-- SOURCE --
>> BEGIN
So, I hope you enjoy the new format. We will continue to print paper copies and put them by the front door, as well as mail paper copies to the handful or so members with no email access. Otherwise, here’s to a new year and a new update.

 

Pastor Lars

 

The Church Emerging - Pastor's column Jan 2023

As I was starting in ministry at the end of the 1990’s a movement was starting called “emerging church” (I won’t capitalize it, because, to be cool, they never capitalized anything either). It was full of Gen-X pastors with grunge music in our CD players and postmodernism in our philosophy books. Buzzwords like “deconstruction”, “juxtaposition”, and “bricolage” were all the rage. We wanted something in our churches that seemed to resonate with a new way of thinking and experiencing God, something of a more fundamental change than just updating the musical style and having the pastor rip his jeans and untuck his shirt (an evangelical liturgical garb that has shown amazing staying power). The idea was that, in a post-modern world, people didn’t learn or experience in a strictly linear or verbal way, which is how most church worship has been for centuries. What about non-linear worship, with multiple things at once? What about art and visual media? What about being hands-on, interactive, making things with clay or putting things up? And, does the sermon have to be like a one-way lecture, or could it be interactive?

Emerging worship service I did at Our Saviour’s in Tucson back in 2006. We had tables to sit on, candles on the altar, and this paint project called “the tree of life”, where I projected the tree onto the hanging muslin with an old-school overhead projector. We then painted the tree during the service, and turned the projector off to see what the new tree looked like.

All of these concepts were backed up, to some degree, by research into cognition and pedagogy. We know that we remember better when we reinforce the idea with physical interaction, and we know that lots of people learn better with visuals than just hearing. But to bring that into worship? What would that look like?

So some early pioneers did the metaphorical, and sometimes literal, raiding of the attic. They pulled out the old velvet couches and brass candlestands and icons that had been put away by the church-growth experts as being too “churchy” and not “seeker sensitive” enough. And they got the old sanctuary or the small chapel, decorated it with paintings, and had people sitting scattered around with prayer stations, ambient music, and art projects. It was like Montessori church with candles.

An emerging worship service I did in 2014 called “encounter”

To a lot of people, this was ridiculous. To those of us on the inside, it was the coolest thing ever. I remember how impactful it was to experience the first time, and how excited we were to do this new thing. Of course, no sooner did the evangelical churches hear about “emerging” as the new thing, but they tried to hand the “youth pastor” a budget and the old “youth room” to do that “gen-x outreach”. But, underneath it all, they kept the same fundamentalist theology and social politics. Bible=literal. Women=submission. Marriage=one man one woman and nothing else. It was, for them, a new stylistic fad to bring in new recruits, not a sea-change in worldview.

Emerging Theory is a scientific and philosophical concept that goes something like this: when an organism forms to a certain point, characteristics come about that are not simply predicted by the building blocks of the organism. In other words, things like life, consciousness, feeling, reason, meaning start to be thought of, but simply combining the molecules in the body doesn’t predict this. It’s sort of like a leap is made where the new organism is greater, and a step above, simply the sum of its parts.

A prayer station with icons from the House For All Saints and Sinners in Denver. Note the bean bags to sit on, “juxtaposed” with the icons, candles, and christmas lights. It’s creating a sense of holiness and transcendence, along with warmth and comfort.
>> END
-- PROVIDED RECORDS --
>> BEGIN
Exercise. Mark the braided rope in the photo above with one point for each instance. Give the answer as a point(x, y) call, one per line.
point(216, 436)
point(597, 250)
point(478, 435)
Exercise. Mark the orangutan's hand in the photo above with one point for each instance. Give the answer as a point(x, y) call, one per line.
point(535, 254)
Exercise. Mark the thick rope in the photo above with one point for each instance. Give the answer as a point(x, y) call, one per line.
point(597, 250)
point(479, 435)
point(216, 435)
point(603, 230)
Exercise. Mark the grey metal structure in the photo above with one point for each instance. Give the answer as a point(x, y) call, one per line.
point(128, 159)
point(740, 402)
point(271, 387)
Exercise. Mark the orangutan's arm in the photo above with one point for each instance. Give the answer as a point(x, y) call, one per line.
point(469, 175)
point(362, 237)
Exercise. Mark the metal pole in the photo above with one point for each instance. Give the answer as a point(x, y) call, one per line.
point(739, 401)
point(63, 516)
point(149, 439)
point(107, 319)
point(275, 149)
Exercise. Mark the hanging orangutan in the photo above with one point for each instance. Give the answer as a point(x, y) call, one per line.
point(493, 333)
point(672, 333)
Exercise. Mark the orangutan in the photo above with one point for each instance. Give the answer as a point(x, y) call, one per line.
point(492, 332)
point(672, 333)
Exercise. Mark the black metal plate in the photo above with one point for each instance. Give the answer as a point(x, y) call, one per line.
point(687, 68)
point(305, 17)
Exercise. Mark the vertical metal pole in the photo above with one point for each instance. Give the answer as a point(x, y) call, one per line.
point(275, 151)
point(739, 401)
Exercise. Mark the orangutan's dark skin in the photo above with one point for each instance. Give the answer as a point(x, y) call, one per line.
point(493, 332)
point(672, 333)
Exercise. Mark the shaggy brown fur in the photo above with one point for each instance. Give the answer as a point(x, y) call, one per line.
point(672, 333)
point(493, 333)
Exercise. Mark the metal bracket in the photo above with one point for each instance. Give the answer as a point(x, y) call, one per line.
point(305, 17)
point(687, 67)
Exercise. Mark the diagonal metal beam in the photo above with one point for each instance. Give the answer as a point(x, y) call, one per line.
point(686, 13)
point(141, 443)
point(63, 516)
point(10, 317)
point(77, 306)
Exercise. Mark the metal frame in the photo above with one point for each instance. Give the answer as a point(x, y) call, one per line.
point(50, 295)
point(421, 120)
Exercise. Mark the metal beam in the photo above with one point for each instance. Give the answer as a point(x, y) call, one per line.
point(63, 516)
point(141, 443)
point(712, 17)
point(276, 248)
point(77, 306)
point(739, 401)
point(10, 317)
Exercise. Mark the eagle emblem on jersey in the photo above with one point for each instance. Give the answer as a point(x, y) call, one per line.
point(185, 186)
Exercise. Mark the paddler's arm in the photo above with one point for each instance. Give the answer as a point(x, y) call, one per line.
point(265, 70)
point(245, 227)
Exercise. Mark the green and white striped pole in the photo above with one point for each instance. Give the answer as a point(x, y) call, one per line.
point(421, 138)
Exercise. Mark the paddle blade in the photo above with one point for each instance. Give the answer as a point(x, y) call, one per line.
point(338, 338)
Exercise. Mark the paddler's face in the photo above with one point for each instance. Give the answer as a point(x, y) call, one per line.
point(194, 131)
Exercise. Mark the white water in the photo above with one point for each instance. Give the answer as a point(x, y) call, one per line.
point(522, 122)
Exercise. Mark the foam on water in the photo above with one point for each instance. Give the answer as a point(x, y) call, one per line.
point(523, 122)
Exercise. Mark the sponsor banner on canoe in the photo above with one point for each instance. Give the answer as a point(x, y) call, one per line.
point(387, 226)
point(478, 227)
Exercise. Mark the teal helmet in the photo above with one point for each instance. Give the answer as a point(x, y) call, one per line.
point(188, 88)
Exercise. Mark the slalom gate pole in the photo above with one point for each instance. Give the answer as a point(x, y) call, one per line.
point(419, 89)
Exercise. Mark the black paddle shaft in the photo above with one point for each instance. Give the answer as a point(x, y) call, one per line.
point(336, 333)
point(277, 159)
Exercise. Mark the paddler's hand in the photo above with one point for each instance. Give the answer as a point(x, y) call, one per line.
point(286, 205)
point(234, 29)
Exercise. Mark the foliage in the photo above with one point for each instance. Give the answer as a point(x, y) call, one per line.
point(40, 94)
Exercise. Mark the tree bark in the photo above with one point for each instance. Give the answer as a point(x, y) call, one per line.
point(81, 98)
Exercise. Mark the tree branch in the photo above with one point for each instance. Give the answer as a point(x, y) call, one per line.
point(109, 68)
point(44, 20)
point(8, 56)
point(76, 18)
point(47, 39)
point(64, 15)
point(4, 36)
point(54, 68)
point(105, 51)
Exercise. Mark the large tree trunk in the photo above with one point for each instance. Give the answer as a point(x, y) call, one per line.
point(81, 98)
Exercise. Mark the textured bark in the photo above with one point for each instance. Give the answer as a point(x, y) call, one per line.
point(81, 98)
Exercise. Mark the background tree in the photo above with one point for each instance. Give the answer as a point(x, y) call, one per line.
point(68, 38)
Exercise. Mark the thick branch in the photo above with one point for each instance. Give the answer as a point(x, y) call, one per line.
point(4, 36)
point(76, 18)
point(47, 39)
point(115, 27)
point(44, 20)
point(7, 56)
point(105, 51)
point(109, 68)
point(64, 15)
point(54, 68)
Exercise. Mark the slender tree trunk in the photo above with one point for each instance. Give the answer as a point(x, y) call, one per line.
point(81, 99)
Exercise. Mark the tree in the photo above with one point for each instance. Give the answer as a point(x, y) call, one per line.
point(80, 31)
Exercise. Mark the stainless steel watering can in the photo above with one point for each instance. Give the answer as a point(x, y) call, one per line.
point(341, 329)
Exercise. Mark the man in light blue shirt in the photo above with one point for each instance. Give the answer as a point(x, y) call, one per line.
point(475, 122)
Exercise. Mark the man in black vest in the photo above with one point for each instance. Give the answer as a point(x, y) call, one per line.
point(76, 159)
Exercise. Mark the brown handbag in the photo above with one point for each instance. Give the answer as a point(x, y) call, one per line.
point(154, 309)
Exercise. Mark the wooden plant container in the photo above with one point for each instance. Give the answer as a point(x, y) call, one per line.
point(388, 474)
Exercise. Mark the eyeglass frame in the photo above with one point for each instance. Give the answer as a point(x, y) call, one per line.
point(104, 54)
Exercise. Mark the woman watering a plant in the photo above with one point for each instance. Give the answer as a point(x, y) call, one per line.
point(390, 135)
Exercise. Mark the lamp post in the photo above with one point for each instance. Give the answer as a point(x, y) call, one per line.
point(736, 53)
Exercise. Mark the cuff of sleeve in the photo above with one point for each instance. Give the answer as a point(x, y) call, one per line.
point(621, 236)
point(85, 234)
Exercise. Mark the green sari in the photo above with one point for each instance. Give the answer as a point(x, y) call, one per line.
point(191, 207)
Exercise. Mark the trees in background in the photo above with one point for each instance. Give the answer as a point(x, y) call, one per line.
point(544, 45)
>> END
-- INSTRUCTIONS --
- a) Copy the column word for word, everything from "A prayer station" down to "warmth and comfort.".
- b) For each statement, say yes or no to whether it agrees with the column, and quote the words that decide it. (i) The 2006 service at Our Saviour's in Tucson had tables to sit on. (ii) The writer capitalizes "emerging church." (iii) The evangelical churches changed their theology along with their worship style.
Please rely on the column alone, not on the material.

-- SOLUTIONS FOR EACH TASK --
- a)
A prayer station with icons from the House For All Saints and Sinners in Denver. Note the bean bags to sit on, “juxtaposed” with the icons, candles, and christmas lights. It’s creating a sense of holiness and transcendence, along with warmth and comfort.

- b)
(i) Yes: "We had tables to sit on, candles on the altar"
(ii) No: "I won’t capitalize it"
(iii) No: "they kept the same fundamentalist theology and social politics"